*WHAT TO WORK ON*. Which lines in the data below contain the string "positive"? Report each of those lines in full, treating uppercase and lowercase as different.

*DATA*.
******

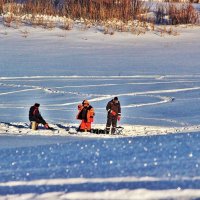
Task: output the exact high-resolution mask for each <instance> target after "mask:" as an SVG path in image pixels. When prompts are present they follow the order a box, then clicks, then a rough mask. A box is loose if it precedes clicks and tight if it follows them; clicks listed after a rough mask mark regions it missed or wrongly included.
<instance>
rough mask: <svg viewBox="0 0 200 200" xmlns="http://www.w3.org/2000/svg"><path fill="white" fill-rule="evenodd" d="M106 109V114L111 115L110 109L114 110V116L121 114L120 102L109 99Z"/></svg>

******

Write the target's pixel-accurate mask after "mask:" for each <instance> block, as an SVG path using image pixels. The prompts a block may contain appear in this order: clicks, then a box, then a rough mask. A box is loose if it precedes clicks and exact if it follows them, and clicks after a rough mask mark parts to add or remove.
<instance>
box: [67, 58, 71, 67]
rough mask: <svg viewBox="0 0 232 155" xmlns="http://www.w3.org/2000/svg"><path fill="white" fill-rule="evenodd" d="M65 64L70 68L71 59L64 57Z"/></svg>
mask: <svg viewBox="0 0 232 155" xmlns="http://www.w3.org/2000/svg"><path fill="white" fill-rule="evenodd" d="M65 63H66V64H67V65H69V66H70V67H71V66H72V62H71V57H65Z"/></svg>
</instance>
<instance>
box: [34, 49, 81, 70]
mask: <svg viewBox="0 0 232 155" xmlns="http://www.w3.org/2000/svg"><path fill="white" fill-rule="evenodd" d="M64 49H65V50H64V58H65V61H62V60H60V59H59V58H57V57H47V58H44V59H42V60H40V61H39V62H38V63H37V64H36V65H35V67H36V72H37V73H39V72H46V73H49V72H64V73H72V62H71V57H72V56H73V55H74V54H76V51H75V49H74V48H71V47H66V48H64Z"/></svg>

******

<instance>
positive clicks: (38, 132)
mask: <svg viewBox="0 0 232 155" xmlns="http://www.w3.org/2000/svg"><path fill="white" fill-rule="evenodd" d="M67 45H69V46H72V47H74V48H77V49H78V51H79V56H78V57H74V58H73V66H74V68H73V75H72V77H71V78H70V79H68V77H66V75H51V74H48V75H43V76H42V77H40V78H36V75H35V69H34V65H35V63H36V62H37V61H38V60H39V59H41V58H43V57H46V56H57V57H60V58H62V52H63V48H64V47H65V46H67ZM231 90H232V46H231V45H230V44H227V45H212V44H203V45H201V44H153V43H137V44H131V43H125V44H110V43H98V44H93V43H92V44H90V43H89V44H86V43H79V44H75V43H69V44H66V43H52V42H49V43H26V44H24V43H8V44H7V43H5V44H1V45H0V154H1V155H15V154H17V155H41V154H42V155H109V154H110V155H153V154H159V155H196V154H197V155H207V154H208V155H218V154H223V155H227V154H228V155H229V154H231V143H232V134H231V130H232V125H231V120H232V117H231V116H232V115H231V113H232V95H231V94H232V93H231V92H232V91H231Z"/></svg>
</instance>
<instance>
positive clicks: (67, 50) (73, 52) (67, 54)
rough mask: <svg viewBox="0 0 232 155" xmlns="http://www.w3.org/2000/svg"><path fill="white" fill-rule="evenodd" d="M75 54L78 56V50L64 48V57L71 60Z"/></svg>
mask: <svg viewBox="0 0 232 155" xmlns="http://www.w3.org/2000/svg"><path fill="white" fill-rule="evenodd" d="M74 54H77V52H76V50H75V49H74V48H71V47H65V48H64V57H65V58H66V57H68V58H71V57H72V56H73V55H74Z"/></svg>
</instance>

******

*EXERCISE SOLUTION*.
positive clicks: (38, 132)
positive clicks: (67, 50) (73, 52) (67, 54)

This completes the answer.